:: DOCUMENT ::

A Daily Trade Audit Report disclosed only after the evidence was complete revealed that on 7th March SHV bought 10,000 mt of butane from ETMSA at $ 345/mt. and sold the same quantity on the same day to STASCO. The documentation relating to these transactions has not been produced. There is a reference to the sale in Platts for 7th March.

69.

On 11th April 2003 SHV’s solicitors wrote to Naftomar contending that “despite various attempts to do so” it had not been possible to sell the cargo and that due to the fall in the market the claim was now for over $ 432,000 plus storage costs. What those attempts were has, with the exception of the offer to Lyondell, not appeared.

70.

In the light of the above, the experts retained by the parties are unable to say that there was a specific buyer for the butane at a specific price on a specific day. They are agreed that by March 24th at the latest the cargo should have been sold.

71.

Mrs Jago who gave evidence for SHV thought that the likelihood was that the cargo would have been sold towards the end of the period ending 24th March, because there would by then have been more time for marketing it, and that the most probable price for a sale at that time was $ 250/mt.

72.

Naftomar contend that a sale could probably have been concluded relatively promptly at a fair price in early March. They contend that SHV should have sought to market the cargo as from 27th February; that because it was chemical and not refinery grade butane it would be particularly attractive to some buyers, and that there would probably have been buyers for it in view of supply difficulties caused by bad weather in the Mediterranean. According to the market press the price was still reasonably firm and there was demand in the market. The offers and sale referred to in paragraph 65 above indicate that $ 350 mt. was perceived to be the correct price. Although several countries are supplied with butane by traders who make bids against tenders on a monthly basis and, if successful, supply butane in much larger quantities than 2,700 mt., those traders may themselves need spot cargoes in order to effect the contracted supply. Taking all those considerations into account they submit that the cargo could probably have been sold by 10th March 2003 at or around $ 340/mt. An alternative approach would be to take the average of the prices between 3rd March and 24th March of $ 315.09.

Conclusion

73.

I think that the likelihood is that this would not have been an easy cargo to sell. The factors to which I refer in paragraph 63 above limited the range of persons who would have been interested. Whilst the offers to which I have referred in paragraph 65 suggest a price around the $ 350 level in early March, they did not mature into contracts. With the exception of the sale of 10,000 mt on 7th March there is no evidence of actual buyers at that level and I am not convinced that that sale of what appears to have been purchased at the same price is a reliable guide to what could have been achieved for the AZUR GAZ cargo. Potential buyers would be likely to be biding their time to see if the market dropped. I was impressed by the evidence of Mrs Jago, who was well qualified to give it, to the effect that the likelihood is that this cargo would be sold towards the end of the period ending 24th March at about $ 250/mt. At any rate I am not persuaded that SHV, acting reasonably, would have sold at a greater price. $ 250/mt. is the Platts price for 24th March but I accept Mrs Jago’s view that it is an appropriate price for the end of the period ending on that day rather than as the price for that day. In view of the lag between sales being made and intelligence of them reaching the press, the actual figure at which a sale might have taken place on 24th March could well have been lower than $ 250/mt. I take account of the fact that Mr Culnane, who was called by Naftomar, could not say that SHV ought to have sold before 24th March.

:::
:: DATA LINES ::

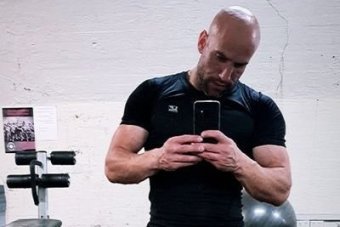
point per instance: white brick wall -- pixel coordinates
(85, 57)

:::

Continue the text about the unsold butane cargo, beginning after the last sentence shown above the material.

SHV’s failure to give proper disclosure

74.

Two specific disclosure orders were made in this case. The first, in November 2004 required disclosure of, amongst other things:

“3

All documents evidencing attempts to sell the February consignment ..during the period January 2003 to July 2003

5.

All documents relating to the storage requirements of SHV/Primagas for the butane at Lavera to service the French gas market for the period February 2003 to end of June 2003.

6.

All documents evidencing trades carried out by SHV in the Mediterranean of butane from February 2003 to July 2003…”

75.

As a result of the second of those orders, made in March 2005 a document was disclosed (Footnote: 2) which appeared on its face to indicate a sale of the AZUR GAZ cargo for € 811,872.30 against an invoice numbered S 10303107 together with a redacted copy of an agreement between SHV and AGZ Holding (“AGZ”). That invoice was produced to the Defendant on 20th October 2005 under cover of a letter from SHV’s solicitors, which set out SHV’s comment on the invoice:

“Contrary to the contractual transfer price of € 200/mt (as per the capacity agreement) we agreed with AGZ to apply a transfer price of € 300/mt for reasons which we are now, more than 2.5 years later, not sure what they were. At the end of the day it does not really matter, because this is simply a transfer price. We again bought the same quantity back from AGZ at € 300/mt in November and December of 2003. It therefore seems to have been for accounting purposes”.

In the light of the evidence that was given by Mr Nillus, a trader employed by SHV, only days later I regard this account as significantly less than complete.

76.

The invoice appears to show a sale of the cargo to AGZ Holding on or about 7th March 2003 at a price of € 300/mt. The production of this invoice led to a call for more documents and the production of an unredacted copy of the agreement between SHV and AGZ Holding (“AGZ”) which had previously been disclosed in redacted form.

77.

In the light of the documents revealed just before or during the trial, and some evidence given on them, the true picture began to emerge. The butane was discharged into a storage cavern at Laverna on 7th March 2003. That cavern is owned by Geogaz, whose shareholders include Total, Shell, Esso and AGZ. The terms upon which the cavern is operated are that no product can be stored in it unless it is owned by one of those shareholders.

78.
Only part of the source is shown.